◆ **Task to carry out**:
Replace "white marble surface" with "white stone surface" in the lines below, changing nothing else, and write the lines out again without the pictures.
Start of Data records
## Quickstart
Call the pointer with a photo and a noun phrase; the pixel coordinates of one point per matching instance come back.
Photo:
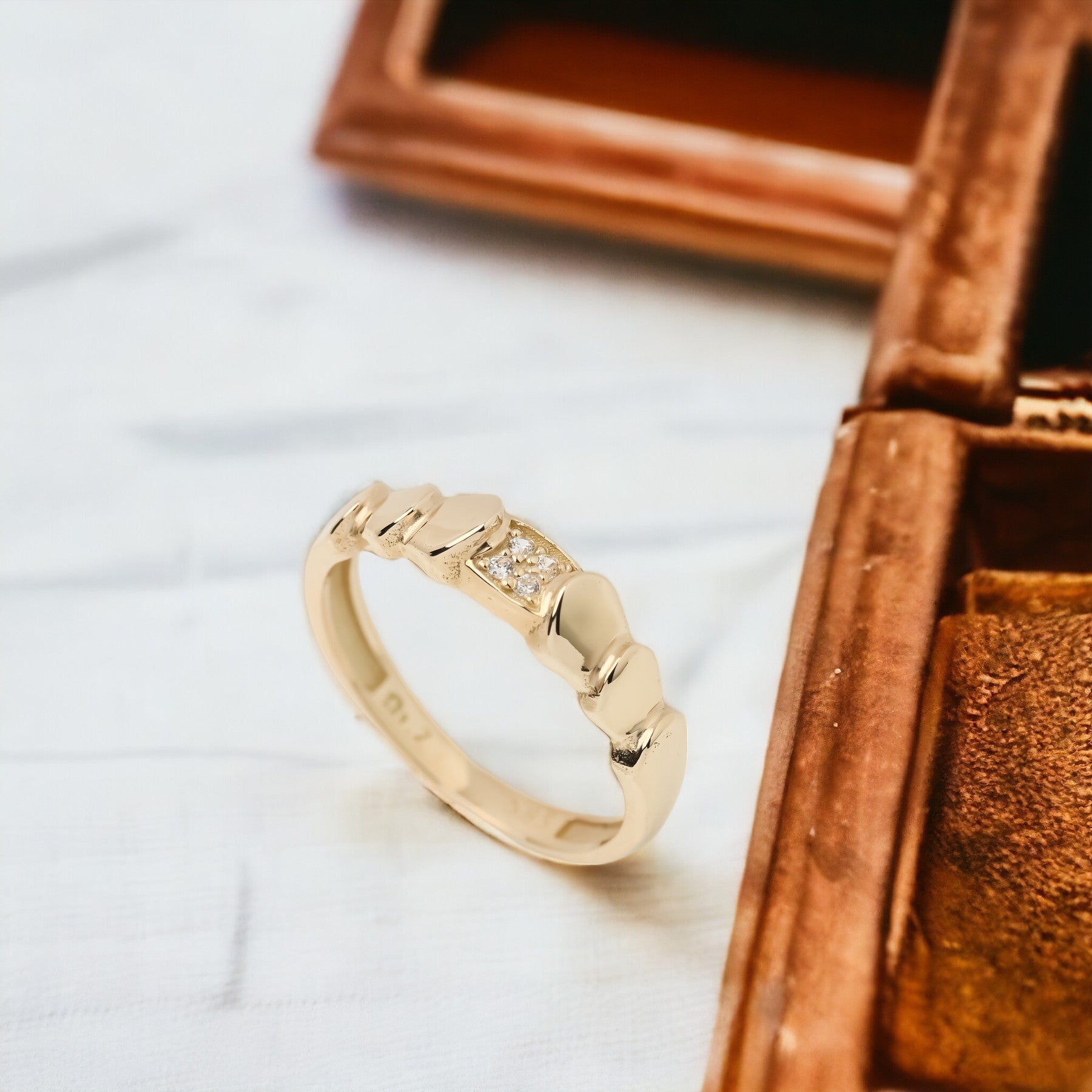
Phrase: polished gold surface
(573, 622)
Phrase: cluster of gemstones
(524, 565)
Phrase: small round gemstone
(521, 547)
(528, 587)
(500, 567)
(547, 566)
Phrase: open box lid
(988, 305)
(781, 132)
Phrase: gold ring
(573, 622)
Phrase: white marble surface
(211, 876)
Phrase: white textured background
(211, 876)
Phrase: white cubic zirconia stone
(528, 587)
(522, 548)
(500, 567)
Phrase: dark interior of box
(850, 76)
(1059, 330)
(1029, 511)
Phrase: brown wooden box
(917, 910)
(775, 130)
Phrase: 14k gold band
(573, 622)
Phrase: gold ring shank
(573, 624)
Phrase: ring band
(573, 622)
End of Data records
◆ **Right answer**:
## Quickstart
Call the pointer with a photo and a noun phrase; the pixel coordinates of one point per matching instance come back.
Photo:
Phrase: polished gold surface
(573, 622)
Phrase: cluster of gemstones
(524, 565)
Phrase: small round gemstone
(521, 547)
(528, 587)
(500, 567)
(547, 566)
Phrase: open box lid
(988, 305)
(781, 132)
Phrase: gold ring
(573, 622)
Phrase: white stone surface
(211, 876)
Phrase: white textured background
(211, 876)
Phrase: white cubic zirconia stone
(528, 587)
(522, 548)
(500, 567)
Phrase: dark interior of box
(850, 76)
(1059, 330)
(1029, 511)
Phrase: brown wooden box
(917, 910)
(775, 130)
Phrase: 14k gold band
(573, 622)
Phrase: gold ring shank
(573, 624)
Phrase: ring band
(573, 622)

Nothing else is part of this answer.